GIVEN EXERCISE =>
Reproduce each of the following rows line for line, with no changes.

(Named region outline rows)
**********

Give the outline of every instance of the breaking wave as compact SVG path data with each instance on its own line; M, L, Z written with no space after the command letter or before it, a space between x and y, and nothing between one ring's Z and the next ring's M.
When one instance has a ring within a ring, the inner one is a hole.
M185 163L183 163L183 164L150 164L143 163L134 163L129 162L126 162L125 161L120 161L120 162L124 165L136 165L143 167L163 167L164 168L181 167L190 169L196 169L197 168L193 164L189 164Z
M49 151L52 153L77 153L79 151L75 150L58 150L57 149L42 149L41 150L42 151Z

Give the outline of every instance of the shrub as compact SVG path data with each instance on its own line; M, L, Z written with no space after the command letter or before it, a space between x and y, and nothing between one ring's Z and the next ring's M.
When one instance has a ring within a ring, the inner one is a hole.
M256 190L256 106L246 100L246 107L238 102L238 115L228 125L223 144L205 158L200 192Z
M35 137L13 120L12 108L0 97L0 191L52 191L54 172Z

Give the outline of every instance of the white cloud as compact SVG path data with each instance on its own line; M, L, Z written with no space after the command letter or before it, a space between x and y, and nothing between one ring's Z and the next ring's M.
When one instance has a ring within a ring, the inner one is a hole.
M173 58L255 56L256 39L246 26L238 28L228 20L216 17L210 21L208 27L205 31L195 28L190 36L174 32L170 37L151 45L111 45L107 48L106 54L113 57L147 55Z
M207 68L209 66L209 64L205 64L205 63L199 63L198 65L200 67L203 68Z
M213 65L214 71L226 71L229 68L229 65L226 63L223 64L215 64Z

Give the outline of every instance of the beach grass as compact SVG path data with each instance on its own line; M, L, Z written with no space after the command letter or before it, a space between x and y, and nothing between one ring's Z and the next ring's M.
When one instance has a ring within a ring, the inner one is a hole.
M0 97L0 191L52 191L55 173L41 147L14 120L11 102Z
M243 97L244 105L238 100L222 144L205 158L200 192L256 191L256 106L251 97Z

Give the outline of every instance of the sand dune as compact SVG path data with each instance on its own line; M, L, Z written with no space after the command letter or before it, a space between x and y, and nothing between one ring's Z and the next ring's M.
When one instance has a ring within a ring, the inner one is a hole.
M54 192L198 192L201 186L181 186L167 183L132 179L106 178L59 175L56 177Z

**********

ANSWER TO THE PROBLEM =>
Give the outline of every instance of the breaking wave as compact SVG path data with each instance on its own line; M, L, Z written with no space after the command letter or before it, a space between x and y, and nothing between one ring's Z and the next ring's M.
When one instance has a ring within a ring, the inner one is a hole.
M185 163L183 163L183 164L150 164L143 163L134 163L129 162L126 162L125 161L120 161L120 162L124 165L136 165L143 167L163 167L164 168L181 167L190 169L196 169L197 168L193 164L189 164Z
M49 151L52 153L77 153L79 151L75 150L58 150L57 149L42 149L41 150L42 151Z

Give the outline of every instance of the shrub as compact SVG path data with each instance on its own line; M, L, Z written with no space after the command letter or before it, a space between x and y, and nothing between one ring's Z and the next ring's M.
When one instance has a ring within a ring, the inner one is a hole.
M256 190L256 106L246 100L246 107L238 102L238 115L228 125L223 144L205 158L200 192Z
M35 137L13 120L12 108L0 97L0 191L52 191L54 172Z

Give the outline of every instance of the white cloud as compact SVG path data with each instance on its own line; M, L, Z written with no space after the command letter or before it, a space between x and y, and nothing between one ring's Z and the next ring's M.
When one instance has a ring within a ring, the inner one is a hole.
M173 58L255 56L256 39L246 26L238 28L228 20L216 17L210 21L208 27L205 31L195 28L190 36L174 32L170 37L151 45L111 45L107 48L106 54L113 57L147 55Z
M207 68L209 66L209 64L205 64L205 63L199 63L198 65L200 67L203 68Z
M213 65L214 71L226 71L229 68L229 65L226 63L223 64L215 64Z

Give the outline of every instance of the beach grass as compact SVG path data with each instance on its own line; M, L, Z written with no space after the command letter or before it, a space between x and y, and nothing between one ring's Z and the next ring's M.
When one instance has a ring within a ring, the inner one is a hole.
M0 97L0 191L52 191L55 173L41 147L14 120L11 102Z
M243 97L244 105L238 100L222 144L205 158L200 192L256 191L256 106L251 97Z

Give the outline of every instance of the sand dune as compact SVG path data with each instance on its own line; M, L, Z written with no space after the command letter or before it, a space between x and y, and nothing between one ring's Z and the next ring's M.
When one instance has a ring within a ring, the inner one is a hole.
M54 192L198 192L201 186L181 186L167 183L132 179L106 178L59 175L56 177Z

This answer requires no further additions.